**PROBLEM REQUIREMENTS:** For this listing, the lines between the one holding "tarmac using the picture above." and the one holding "post using the picture above.", inclusive, must be set down exactly.

====

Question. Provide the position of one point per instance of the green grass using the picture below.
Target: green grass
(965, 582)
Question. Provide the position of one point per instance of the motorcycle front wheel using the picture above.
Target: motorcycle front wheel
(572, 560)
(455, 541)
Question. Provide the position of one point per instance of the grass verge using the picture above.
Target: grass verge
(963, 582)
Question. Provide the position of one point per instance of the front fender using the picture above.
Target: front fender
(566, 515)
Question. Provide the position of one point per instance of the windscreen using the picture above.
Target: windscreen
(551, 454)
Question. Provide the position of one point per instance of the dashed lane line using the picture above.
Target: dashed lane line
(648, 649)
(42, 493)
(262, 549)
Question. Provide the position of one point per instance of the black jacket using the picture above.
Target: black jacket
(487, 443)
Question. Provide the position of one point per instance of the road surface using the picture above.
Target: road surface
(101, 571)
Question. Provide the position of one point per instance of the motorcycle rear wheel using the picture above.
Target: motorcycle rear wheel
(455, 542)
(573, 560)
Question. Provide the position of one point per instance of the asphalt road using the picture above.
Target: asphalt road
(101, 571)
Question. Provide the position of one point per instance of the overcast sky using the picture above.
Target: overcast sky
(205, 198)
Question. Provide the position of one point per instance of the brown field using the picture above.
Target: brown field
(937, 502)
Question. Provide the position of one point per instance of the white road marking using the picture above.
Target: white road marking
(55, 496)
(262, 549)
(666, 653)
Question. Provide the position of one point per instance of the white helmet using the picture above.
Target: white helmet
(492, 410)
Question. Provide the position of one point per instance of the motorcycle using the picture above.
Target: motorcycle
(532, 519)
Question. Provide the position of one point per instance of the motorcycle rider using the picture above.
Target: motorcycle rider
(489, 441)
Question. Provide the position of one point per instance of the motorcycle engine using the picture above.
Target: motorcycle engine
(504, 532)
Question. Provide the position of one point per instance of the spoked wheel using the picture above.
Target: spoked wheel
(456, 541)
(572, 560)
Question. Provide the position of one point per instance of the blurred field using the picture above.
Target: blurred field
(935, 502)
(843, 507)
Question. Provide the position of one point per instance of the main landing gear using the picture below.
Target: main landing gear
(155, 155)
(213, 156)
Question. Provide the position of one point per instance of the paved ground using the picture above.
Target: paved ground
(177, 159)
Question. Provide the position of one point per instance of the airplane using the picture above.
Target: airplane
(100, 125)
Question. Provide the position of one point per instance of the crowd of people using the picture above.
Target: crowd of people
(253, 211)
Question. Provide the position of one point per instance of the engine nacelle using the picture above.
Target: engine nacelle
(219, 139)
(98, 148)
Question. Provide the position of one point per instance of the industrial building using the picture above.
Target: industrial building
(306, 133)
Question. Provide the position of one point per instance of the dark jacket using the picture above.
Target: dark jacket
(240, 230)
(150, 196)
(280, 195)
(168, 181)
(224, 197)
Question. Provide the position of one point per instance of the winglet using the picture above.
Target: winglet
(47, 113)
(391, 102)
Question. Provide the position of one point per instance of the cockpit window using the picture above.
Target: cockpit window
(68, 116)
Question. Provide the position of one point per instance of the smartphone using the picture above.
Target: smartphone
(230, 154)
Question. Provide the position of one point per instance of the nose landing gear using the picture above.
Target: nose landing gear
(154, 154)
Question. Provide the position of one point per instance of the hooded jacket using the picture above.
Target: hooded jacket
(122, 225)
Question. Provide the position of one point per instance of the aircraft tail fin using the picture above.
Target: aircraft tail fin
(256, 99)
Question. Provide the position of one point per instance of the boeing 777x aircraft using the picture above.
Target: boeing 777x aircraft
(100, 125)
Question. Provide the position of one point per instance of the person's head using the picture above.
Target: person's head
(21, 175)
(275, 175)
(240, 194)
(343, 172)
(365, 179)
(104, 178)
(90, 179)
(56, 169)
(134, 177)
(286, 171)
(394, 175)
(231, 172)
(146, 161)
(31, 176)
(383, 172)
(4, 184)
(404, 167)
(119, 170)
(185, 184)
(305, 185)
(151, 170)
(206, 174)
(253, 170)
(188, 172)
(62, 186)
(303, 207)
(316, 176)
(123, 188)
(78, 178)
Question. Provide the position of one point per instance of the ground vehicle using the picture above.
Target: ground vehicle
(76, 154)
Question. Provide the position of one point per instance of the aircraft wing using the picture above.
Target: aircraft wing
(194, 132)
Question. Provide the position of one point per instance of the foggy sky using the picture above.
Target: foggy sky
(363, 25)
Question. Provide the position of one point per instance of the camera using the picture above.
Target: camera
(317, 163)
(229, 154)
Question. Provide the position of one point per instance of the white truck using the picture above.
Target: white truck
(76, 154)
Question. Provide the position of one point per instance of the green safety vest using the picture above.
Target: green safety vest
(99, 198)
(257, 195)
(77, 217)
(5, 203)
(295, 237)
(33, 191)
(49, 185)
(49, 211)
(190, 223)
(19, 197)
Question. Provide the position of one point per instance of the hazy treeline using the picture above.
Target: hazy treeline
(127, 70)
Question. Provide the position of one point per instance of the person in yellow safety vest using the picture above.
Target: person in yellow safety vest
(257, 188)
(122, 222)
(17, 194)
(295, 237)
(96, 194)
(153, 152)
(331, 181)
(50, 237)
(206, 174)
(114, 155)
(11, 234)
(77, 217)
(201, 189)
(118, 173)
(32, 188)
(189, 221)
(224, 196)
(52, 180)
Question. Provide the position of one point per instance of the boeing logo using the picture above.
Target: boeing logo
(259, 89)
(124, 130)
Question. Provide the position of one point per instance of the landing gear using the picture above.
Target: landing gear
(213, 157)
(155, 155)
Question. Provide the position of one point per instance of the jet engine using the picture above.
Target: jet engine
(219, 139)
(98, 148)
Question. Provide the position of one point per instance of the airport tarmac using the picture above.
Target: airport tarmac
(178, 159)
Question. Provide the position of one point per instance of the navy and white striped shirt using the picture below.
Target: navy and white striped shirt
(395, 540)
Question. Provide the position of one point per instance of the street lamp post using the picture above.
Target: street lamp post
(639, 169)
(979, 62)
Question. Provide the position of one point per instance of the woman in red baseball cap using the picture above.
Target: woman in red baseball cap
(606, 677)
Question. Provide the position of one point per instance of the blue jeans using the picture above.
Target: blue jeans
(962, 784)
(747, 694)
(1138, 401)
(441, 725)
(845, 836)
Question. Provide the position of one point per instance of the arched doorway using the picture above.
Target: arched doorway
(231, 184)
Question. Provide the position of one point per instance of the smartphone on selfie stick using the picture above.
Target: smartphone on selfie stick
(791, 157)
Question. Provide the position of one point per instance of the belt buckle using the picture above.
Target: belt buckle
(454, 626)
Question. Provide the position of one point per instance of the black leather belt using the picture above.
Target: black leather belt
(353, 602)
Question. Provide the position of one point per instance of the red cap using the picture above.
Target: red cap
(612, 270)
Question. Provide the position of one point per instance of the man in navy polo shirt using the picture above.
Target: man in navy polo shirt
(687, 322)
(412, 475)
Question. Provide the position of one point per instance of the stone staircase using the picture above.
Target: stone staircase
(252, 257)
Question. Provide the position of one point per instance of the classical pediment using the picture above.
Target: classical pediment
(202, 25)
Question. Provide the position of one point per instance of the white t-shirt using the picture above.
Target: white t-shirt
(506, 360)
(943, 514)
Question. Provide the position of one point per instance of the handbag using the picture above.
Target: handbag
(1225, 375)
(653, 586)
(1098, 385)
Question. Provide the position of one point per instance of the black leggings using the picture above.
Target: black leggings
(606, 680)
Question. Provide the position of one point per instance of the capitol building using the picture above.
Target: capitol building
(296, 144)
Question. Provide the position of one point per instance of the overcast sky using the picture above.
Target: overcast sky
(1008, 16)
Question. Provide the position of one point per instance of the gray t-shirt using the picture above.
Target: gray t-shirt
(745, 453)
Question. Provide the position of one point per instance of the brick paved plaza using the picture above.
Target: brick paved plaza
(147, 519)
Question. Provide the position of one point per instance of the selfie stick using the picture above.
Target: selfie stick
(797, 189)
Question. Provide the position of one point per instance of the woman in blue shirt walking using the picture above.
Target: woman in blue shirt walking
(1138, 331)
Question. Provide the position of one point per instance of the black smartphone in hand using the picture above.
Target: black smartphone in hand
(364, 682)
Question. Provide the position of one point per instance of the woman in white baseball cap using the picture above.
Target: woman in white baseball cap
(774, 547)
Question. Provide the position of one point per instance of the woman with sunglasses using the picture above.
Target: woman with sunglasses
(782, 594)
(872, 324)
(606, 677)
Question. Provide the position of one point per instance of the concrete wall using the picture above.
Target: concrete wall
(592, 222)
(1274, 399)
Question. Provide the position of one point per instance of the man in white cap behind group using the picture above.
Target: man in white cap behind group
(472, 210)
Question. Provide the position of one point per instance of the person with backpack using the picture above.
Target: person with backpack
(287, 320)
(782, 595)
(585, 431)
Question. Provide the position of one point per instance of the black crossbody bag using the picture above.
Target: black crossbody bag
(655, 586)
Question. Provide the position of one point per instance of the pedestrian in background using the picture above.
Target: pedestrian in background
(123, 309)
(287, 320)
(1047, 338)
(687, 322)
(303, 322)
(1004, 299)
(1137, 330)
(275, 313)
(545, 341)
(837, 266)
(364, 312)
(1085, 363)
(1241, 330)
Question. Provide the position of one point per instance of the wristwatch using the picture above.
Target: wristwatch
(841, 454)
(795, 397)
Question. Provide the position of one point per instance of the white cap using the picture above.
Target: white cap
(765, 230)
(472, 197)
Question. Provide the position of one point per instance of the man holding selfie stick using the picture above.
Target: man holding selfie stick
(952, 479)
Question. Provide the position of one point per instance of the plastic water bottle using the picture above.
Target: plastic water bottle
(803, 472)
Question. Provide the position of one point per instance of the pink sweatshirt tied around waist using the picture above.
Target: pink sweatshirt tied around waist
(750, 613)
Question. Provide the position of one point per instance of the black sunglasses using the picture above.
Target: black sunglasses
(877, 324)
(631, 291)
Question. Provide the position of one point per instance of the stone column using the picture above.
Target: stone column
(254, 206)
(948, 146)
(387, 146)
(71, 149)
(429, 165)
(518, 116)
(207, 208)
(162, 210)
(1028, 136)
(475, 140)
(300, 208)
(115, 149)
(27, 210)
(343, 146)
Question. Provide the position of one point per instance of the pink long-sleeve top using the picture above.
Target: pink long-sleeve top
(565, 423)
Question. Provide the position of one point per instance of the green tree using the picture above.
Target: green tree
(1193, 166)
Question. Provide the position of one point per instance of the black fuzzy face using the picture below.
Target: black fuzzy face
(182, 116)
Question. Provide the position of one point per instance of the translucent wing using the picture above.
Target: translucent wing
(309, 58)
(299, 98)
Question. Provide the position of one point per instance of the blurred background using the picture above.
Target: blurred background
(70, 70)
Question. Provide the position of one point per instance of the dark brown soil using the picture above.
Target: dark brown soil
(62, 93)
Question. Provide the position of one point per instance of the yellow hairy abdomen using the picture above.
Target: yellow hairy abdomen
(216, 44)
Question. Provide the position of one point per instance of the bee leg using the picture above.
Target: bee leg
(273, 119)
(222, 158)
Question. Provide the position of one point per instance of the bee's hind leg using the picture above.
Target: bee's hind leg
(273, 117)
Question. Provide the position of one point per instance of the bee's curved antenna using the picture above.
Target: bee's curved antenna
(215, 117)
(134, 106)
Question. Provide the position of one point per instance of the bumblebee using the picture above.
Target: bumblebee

====

**ANSWER FOR THE TASK:**
Question. Provide the position of one point per instance of the airport tarmac using the picture above.
Target: airport tarmac
(178, 159)
Question. Provide the position of one point per instance of the navy and white striped shirt using the picture below.
Target: navy and white striped shirt
(395, 540)
Question. Provide the position of one point per instance of the street lamp post using the picture above.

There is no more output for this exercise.